Problem set:
1) According to the report announcement on NATO-Russia tensions, how many regions in the world has the Nuclear Crisis Group identified as nuclear flashpoints?
2) Pick up the report announcement on NATO-Russia tensions where it stops and continue it.

Selected extract:
Experts Recommend Steps to Reduce NATO-Russia Tensions
WASHINGTON – Today, Global Zero’s Nuclear Crisis Group (NCG) — a task force of seasoned diplomats, military leaders, and national security experts from nuclear-armed and allied countries working to prevent the use of nuclear weapons — published a new report warning about the risks that a NATO-Russia conflict that could quickly escalate to nuclear use, and recommending steps governments can take to mitigate tensions, lower the odds of miscalculation, and enhance stability.
The NCG’s NATO-Russia Crisis Brief features insight from six eminent experts and former officials from the United States, Russia and Europe on the current state of affairs between the US/NATO and Russia. It proposes pragmatic near-term steps to improve stability and reduce the risks of conflict and escalation in Europe, focusing on the need for and demonstrating a wide range of options to enhance security in what the NCG has identified as a “nuclear flashpoint” — one of four regions in the world where the risk of nuclear conflict is highest.
Here’s what the leading experts had to say:
- Sarah Bidgood, Director, Eurasia Nonproliferation Program, Center for Nonproliferation Studies: “A single proposal or initiative cannot eliminate the potential for conflict in a tense and complicated Russia-NATO relationship, and even the modest steps outlined here may prove too ambitious for some to consider. If put into practice, however, they could offer important insights into the roots of the current Russia-NATO security dilemma and strategies to manage its impacts safely.”
- Lt. Gen. (ret.) Evgeny Buzhinsky, Fmr. Head, International Treaties Department, Russian Ministry of Defense: “Instruments aimed at preventing a destabilizing buildup of forces and enhancing security through confidence- and security-building measures (CSBMs) in the maritime domain could be essential elements of a plan to stabilize the Baltic region.”
- Hon. Madelyn R. Creedon, Fmr. Assistant Secretary for Global Strategic Affairs, U.S. Department of Defense: “There are two steps that could be taken now to reduce the potential for crisis and possible nuclear escalation, and one that would lay a foundation for future opportunities. These steps would improve situational awareness for space and cyber activities and remove legal impediments to future military-to-military engagement.”

Recorded information:
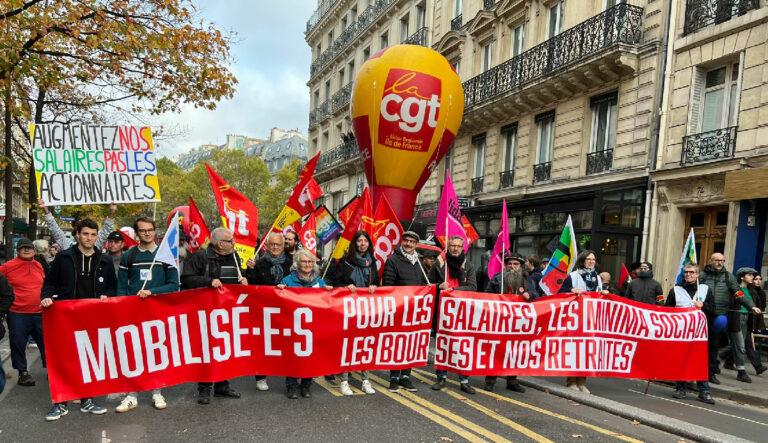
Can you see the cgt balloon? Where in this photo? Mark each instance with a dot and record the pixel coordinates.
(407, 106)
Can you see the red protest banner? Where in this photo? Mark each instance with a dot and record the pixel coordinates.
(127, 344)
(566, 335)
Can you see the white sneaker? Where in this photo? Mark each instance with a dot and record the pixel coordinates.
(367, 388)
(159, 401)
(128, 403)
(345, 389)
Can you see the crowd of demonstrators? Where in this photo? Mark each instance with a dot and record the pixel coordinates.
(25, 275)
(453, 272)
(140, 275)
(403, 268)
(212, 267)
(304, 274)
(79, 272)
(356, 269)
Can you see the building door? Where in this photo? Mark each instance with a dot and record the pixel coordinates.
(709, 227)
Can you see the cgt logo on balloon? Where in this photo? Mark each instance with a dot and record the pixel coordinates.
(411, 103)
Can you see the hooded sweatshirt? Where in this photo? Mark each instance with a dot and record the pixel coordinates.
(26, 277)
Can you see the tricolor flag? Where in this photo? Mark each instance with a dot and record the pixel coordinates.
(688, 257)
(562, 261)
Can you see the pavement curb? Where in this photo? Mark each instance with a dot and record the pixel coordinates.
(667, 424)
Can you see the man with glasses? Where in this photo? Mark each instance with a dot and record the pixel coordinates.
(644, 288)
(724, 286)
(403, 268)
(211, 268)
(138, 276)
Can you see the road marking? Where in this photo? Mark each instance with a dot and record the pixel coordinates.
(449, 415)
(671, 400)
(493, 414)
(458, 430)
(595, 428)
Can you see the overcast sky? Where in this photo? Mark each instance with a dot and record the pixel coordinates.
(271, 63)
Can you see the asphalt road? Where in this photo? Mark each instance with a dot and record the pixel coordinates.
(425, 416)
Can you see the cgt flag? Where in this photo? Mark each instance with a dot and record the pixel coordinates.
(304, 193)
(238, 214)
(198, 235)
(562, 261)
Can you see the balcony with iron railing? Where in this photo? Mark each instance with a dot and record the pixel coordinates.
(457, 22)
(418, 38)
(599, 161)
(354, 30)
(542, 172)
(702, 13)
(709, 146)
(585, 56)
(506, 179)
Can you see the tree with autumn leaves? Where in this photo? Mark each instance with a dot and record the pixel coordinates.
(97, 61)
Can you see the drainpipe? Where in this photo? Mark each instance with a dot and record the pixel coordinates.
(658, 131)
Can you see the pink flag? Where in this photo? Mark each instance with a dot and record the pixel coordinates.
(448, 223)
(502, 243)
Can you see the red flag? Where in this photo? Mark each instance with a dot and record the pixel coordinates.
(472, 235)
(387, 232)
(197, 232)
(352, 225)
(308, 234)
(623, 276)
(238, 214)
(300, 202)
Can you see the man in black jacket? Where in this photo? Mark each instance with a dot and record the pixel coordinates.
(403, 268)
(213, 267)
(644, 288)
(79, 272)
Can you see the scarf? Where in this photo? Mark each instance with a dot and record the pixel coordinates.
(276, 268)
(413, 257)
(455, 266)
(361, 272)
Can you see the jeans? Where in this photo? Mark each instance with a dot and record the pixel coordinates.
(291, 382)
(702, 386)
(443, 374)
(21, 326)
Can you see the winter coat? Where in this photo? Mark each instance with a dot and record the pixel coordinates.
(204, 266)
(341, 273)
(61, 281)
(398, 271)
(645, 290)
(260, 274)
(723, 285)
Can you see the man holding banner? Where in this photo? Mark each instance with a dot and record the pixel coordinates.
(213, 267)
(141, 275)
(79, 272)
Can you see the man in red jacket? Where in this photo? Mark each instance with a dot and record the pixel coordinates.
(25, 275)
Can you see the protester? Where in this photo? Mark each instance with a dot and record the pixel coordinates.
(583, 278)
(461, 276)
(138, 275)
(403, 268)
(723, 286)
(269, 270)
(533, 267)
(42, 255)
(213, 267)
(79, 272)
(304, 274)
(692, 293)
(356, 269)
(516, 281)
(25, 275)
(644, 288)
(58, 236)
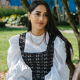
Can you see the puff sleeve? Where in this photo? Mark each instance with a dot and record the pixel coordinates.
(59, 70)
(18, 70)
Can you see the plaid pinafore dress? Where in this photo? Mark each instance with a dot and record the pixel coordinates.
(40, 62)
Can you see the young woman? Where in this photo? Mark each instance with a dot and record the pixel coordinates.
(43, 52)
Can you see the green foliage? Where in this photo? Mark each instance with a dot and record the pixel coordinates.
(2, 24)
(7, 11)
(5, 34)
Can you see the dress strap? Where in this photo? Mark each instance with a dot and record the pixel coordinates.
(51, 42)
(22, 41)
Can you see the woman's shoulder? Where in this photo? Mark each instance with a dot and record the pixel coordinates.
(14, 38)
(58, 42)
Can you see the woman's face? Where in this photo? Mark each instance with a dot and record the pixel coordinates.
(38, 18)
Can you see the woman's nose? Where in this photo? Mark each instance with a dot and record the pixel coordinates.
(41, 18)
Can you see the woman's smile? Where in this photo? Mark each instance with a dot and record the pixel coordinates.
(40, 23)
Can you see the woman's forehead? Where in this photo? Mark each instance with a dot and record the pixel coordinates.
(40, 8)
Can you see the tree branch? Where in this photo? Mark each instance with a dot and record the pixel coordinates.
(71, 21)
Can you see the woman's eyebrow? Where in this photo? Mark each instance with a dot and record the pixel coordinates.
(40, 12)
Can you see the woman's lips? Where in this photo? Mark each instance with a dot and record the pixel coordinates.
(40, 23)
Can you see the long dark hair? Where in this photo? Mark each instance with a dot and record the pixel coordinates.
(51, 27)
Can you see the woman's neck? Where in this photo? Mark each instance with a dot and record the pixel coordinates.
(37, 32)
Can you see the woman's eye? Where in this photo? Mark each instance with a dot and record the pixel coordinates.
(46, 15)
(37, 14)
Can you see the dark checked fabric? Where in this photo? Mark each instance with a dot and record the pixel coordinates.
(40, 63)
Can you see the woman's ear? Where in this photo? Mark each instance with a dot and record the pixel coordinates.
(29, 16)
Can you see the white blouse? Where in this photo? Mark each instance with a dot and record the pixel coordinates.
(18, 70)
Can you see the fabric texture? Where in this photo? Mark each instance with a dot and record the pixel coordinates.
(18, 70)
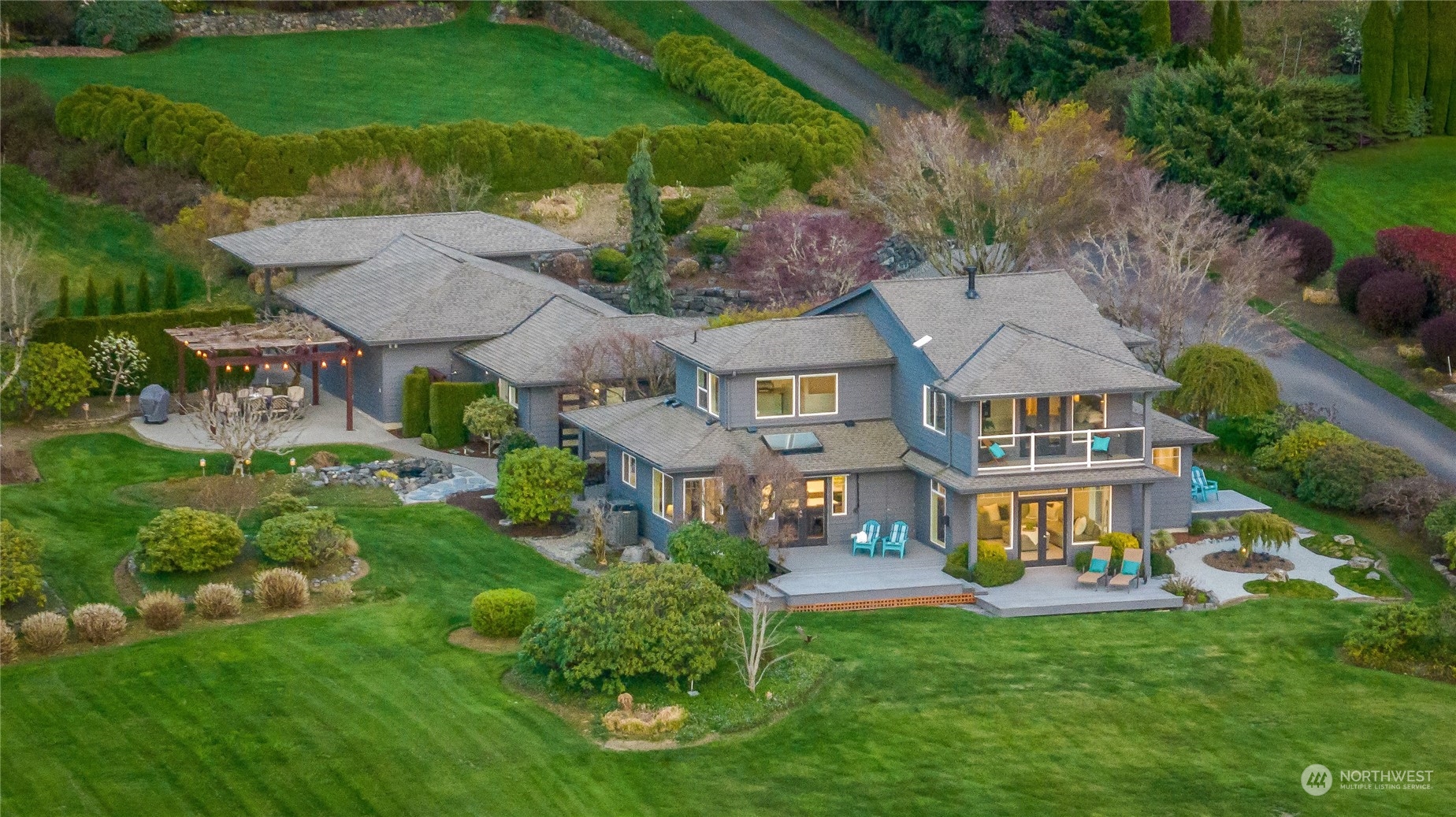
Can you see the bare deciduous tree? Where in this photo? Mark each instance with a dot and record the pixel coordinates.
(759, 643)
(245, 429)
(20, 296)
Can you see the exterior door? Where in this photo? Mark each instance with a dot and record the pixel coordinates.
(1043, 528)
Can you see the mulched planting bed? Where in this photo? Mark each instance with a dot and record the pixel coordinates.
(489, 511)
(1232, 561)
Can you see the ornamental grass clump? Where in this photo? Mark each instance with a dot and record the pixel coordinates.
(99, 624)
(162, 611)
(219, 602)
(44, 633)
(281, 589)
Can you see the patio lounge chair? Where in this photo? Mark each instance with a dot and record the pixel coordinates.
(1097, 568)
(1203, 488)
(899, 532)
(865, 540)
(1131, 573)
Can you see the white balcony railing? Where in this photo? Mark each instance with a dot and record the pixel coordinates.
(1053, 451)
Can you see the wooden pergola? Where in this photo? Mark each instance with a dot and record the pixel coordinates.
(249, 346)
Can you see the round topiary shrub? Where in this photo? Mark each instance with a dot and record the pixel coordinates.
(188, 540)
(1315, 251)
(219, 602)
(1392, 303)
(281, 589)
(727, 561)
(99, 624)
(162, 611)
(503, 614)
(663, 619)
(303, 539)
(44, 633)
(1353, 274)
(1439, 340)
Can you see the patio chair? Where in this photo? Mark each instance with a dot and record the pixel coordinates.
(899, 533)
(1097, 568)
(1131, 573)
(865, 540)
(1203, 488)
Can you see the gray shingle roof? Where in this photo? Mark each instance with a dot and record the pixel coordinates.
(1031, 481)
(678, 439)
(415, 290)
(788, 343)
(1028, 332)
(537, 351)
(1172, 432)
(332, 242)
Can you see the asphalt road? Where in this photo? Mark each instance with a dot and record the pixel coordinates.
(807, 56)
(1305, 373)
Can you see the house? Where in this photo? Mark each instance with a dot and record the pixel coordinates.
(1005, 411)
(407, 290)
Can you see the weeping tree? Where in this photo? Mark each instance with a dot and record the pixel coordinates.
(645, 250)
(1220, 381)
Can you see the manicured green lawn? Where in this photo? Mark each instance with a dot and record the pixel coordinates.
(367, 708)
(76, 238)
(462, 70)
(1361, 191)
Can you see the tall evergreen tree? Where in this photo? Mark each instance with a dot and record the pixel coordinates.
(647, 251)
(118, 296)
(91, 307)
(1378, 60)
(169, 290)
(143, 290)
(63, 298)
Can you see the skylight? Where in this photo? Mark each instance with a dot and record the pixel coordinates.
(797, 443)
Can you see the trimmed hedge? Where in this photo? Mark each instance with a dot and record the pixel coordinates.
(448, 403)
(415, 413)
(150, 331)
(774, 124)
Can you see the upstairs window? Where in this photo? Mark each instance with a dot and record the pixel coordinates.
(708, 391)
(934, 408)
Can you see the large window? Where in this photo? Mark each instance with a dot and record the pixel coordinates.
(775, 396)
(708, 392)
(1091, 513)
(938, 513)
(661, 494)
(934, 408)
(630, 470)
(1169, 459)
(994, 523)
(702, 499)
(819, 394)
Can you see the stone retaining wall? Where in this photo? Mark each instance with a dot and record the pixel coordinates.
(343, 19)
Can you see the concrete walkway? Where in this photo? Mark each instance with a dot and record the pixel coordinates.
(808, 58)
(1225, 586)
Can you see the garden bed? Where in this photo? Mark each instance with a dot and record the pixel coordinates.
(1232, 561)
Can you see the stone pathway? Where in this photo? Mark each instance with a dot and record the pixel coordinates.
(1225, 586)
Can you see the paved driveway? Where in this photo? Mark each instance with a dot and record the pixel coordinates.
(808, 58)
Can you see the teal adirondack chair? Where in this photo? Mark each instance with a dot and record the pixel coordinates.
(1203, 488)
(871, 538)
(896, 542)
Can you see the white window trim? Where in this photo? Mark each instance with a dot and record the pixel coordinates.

Solved problems:
1) Four regions.

2)
- Rear Adm. (ret.) John Gower, CB OBE, Fmr. Assistant Chief of Defence Staff (Nuclear & Chemical, Biological), U.K. Ministry of Defence: “The simple lesson for the nuclear order from COVID-19 is that global problems require global solutions arising from global cooperation. Global cooperation exists only in an environment of international trust. In the nuclear domain, the current state of this trust is discouraging.”
- Łukasz Kulesa, Deputy Head of Research, Polish Institute of International Affairs: “The biggest challenge to NATO-Russia relations is currently not a danger of a military clash, but rather both sides’ preference to stick to the status quo rather than pursuing genuine diplomatic outreach.”
- Dr. Dmitri Trenin, Director, Carnegie Moscow Center: “The current confrontation is not a new cold war. These days, conflict between NATO and Russia could only happen inadvertently. To prevent it, handling incidents and exchanging information is key.”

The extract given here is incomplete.